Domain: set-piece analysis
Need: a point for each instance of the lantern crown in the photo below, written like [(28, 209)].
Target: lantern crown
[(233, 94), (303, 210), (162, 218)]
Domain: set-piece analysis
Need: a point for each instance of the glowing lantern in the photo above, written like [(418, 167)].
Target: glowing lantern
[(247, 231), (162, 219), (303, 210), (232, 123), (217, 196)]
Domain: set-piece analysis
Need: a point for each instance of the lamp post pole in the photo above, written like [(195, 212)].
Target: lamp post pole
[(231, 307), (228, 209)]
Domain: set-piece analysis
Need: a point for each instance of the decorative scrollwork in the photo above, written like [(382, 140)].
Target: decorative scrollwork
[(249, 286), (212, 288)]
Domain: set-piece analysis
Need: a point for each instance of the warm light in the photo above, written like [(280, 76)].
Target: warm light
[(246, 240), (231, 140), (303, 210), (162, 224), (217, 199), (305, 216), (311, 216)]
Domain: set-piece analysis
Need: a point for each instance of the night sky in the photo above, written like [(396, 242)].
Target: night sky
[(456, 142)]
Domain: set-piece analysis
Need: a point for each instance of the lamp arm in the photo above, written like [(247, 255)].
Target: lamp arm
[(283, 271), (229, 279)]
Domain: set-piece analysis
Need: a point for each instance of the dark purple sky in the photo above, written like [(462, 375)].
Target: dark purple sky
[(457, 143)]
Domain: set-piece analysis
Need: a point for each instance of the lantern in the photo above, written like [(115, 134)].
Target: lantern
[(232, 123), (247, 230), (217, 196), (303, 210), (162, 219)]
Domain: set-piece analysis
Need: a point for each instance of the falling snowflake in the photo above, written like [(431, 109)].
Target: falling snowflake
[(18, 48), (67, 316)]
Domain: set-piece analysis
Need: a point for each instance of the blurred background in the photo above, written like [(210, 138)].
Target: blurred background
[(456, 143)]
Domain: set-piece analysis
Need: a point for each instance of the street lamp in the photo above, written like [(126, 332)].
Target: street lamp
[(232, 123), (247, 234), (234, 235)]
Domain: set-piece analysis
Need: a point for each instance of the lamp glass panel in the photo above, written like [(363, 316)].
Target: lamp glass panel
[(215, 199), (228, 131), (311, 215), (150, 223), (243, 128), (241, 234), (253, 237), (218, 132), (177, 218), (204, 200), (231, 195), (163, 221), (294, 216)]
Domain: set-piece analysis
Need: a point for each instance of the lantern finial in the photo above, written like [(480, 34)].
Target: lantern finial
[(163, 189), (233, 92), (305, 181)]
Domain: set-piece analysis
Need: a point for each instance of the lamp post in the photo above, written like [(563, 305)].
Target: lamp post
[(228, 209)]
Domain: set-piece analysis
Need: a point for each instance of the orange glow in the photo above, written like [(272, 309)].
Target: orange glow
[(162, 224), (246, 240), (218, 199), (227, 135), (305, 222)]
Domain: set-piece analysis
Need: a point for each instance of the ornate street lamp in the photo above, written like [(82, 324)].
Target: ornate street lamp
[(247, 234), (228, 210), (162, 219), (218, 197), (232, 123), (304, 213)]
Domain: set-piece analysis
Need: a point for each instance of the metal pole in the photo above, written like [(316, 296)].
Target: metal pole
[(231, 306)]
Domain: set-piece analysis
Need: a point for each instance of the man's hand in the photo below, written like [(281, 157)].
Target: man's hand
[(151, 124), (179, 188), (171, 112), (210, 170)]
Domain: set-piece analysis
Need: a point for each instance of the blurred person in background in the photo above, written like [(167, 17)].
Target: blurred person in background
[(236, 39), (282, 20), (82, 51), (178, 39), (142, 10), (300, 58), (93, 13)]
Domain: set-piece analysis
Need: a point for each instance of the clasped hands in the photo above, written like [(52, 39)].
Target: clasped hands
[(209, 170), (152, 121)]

• [WORK TO BE COMPLETED] What you give back must match the material word for word.

• [EXERCISE SOLUTION]
Domain: set-piece analysis
Need: a point for each instance of the lantern crown in the photo below, written like [(28, 209)].
Target: lantern crown
[(233, 94), (303, 210), (162, 218)]
Domain: set-piece analysis
Need: a point for each instance of the glowing lantern in the photo above, written like [(418, 167)].
Target: glowing lantern
[(247, 231), (162, 219), (303, 210), (232, 123), (217, 196)]
Domain: set-piece analysis
Need: a point for each instance of the lamp post pole in the photo above, written like [(195, 212)].
Target: lamp post pole
[(231, 307), (228, 209)]
Domain: set-piece analysis
Need: a point for each instance of the decorative scrollwork in the photo above, written like [(382, 140)].
Target: decorative scrollwork
[(249, 286), (212, 288)]
Domain: set-piece analysis
Need: a point for each instance of the warm light in the photo above, written like [(280, 76)].
Target: warm light
[(246, 240), (231, 140), (303, 210), (162, 224), (217, 199), (305, 216), (311, 216)]
Domain: set-piece analysis
Need: a point for each instance of the night sky in the photo above, written like [(396, 242)].
Target: night sky
[(456, 142)]
Domain: set-piece analysis
Need: a point for each instance of the lamp arm in the photo above, written like [(247, 255)].
Target: lamp arm
[(283, 271), (229, 279)]
Domain: set-piece analysis
Need: a point for each instance of the dark purple sky in the photo above, written like [(462, 375)].
Target: dark purple sky
[(457, 143)]
Domain: set-piece analysis
Need: a point for each instance of the lantern in the photo above, written like [(115, 134)].
Target: lantern
[(232, 123), (247, 230), (217, 196), (303, 210), (162, 219)]
Domain: set-piece analysis
Need: a point for each instance of the falling snowflake in the photo above, written like [(431, 109)].
Target: falling snowflake
[(18, 48), (67, 316)]
Domain: set-piece analysis
Need: a point for each instance of the blurred background in the photo above, written like [(210, 138)].
Target: blurred background
[(456, 143)]
Domain: set-piece analysis
Need: a point for each instance of the street lamp in the photo above, written like [(126, 332)].
Target: street lamp
[(232, 123), (247, 234), (234, 235)]
Domain: set-piece analysis
Need: a point for each instance of the lamp glass panel in the photo above, written like [(363, 316)].
Target: lamp glass panel
[(215, 199), (228, 131), (311, 215), (150, 223), (243, 128), (241, 234), (253, 237), (218, 132), (177, 218), (204, 200), (231, 195), (163, 221), (294, 216)]
Domain: set-piece analysis
Need: a point for each instance of the lantern finial in the photo above, written like [(480, 34)].
Target: lantern finial
[(163, 189), (233, 92), (305, 181)]
Domain: set-piece analysis
Need: a point for each instance of the lamp post in the photo above, written like [(563, 305)].
Target: lamp post
[(228, 209)]
Domain: set-piece analysis
Need: a point for each instance of the orange glow in the photo above, written like [(272, 309)].
Target: orange glow
[(162, 224), (246, 240), (218, 199), (227, 135), (305, 222)]
Domain: set-piece analysis
Need: a point for each instance of the ornate street lamp in the photo above, written like [(82, 324)].
Target: ornate street lamp
[(247, 234), (228, 210), (162, 219), (218, 197), (232, 123), (304, 213)]
Domain: set-piece analysis
Need: a point for each instance of the metal pole in the photo above, written like [(316, 296)].
Target: metal pole
[(231, 306)]
Domain: set-piece analysis
Need: a point for each instance of the man's hand in the photo below, written like [(281, 157)].
Target: man's hand
[(151, 124), (179, 188), (171, 112), (210, 170)]
Domain: set-piece analysis
Need: a point for each instance of the blurred person in background in the photo above, written like [(167, 17)].
Target: blurred person in background
[(236, 39), (282, 20), (82, 51), (178, 39), (142, 10), (300, 58), (93, 13)]
Domain: set-piece analysis
Need: a point for each instance of the clasped hands in the photo above, written like [(52, 39)].
Target: clasped hands
[(209, 170), (152, 121)]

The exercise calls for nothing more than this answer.